■ EXERCISE: Write the material out again exactly as it stands.

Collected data
━━━━━━
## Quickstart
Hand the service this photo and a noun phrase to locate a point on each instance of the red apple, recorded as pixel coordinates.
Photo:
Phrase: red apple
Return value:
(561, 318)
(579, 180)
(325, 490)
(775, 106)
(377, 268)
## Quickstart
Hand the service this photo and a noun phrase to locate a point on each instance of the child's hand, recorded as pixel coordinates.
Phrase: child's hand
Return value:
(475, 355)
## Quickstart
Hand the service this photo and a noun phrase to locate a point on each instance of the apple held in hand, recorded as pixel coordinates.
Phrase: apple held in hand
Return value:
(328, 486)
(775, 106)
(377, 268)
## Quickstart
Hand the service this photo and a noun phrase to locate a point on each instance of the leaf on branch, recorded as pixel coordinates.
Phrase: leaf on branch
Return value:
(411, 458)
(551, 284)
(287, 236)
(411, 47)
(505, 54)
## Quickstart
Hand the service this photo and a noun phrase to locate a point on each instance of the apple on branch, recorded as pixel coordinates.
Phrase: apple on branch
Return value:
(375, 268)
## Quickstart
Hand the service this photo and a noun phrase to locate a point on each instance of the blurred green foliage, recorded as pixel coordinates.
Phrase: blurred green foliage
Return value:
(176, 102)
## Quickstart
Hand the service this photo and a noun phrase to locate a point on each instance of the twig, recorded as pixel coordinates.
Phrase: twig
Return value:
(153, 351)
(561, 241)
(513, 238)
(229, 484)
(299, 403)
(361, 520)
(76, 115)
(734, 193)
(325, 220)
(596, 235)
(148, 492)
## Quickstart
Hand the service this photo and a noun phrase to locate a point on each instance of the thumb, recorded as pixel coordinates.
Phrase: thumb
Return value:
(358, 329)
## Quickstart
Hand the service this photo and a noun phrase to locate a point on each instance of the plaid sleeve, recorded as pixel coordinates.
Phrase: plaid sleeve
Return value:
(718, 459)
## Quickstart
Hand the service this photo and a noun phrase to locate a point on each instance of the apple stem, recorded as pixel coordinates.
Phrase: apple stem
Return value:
━━━━━━
■ EXERCISE OUTPUT:
## Quickstart
Hand the service this photo and a noun phrase to locate a point on each instance of the red apple, recorded as pixel coordinates.
Photo:
Phrase: red apple
Return value:
(561, 318)
(579, 180)
(325, 490)
(775, 106)
(377, 268)
## Quickstart
Hand the service this photo and a noun phrase to locate a point on each instance of the child's hand, recorded as pixel coordinates.
Phrase: child's hand
Return value:
(475, 355)
## Quickstart
Hand the service this photo and a noun phrase to locate a point on each instance of the apple held in hand, recorded as pixel coordinates.
Phrase: apple held in hand
Return value:
(328, 486)
(775, 106)
(377, 268)
## Quickstart
Hand the service this photo and a noun phrase to locate a point on each instance of the leaf on branch, recorded as pixel coordinates.
Phrase: leaf on branch
Return value:
(411, 458)
(551, 284)
(287, 236)
(411, 47)
(505, 54)
## Quickstart
Hand the service this photo and a noun phrase to locate a point on each instance of the apple on branch, recorded as pixel coordinates.
Phrase: apple on branch
Return value:
(375, 268)
## Quickstart
Hand the service this photo and a noun phrase to locate a point on each instance of the blurred green foliage, recorded as pixel coordinates.
Phrase: blurred green foliage
Return value:
(176, 102)
## Quickstart
Hand the service this photo and a noun phrase to locate a point on each instance of the twig, recorded as pixel coordinates.
Phrase: twig
Return value:
(153, 351)
(561, 241)
(513, 238)
(229, 484)
(299, 403)
(361, 520)
(76, 115)
(734, 193)
(325, 220)
(596, 235)
(148, 492)
## Quickstart
Hand the service this photo and a noun phrase to locate a point on each instance of the thumb, recorded as pixel coordinates.
Phrase: thumb
Return value:
(358, 329)
## Quickstart
Hand the service this photo and a noun phrase to locate a point on each instance of the plaid sleeve, recorded as pixel coordinates.
Phrase: plaid sleeve
Return value:
(718, 459)
## Quickstart
Hand the service this photo and a noun phrase to locate a point on each instance of the apple stem, recorded as pixel coordinates.
Phrase: apple stem
Return value:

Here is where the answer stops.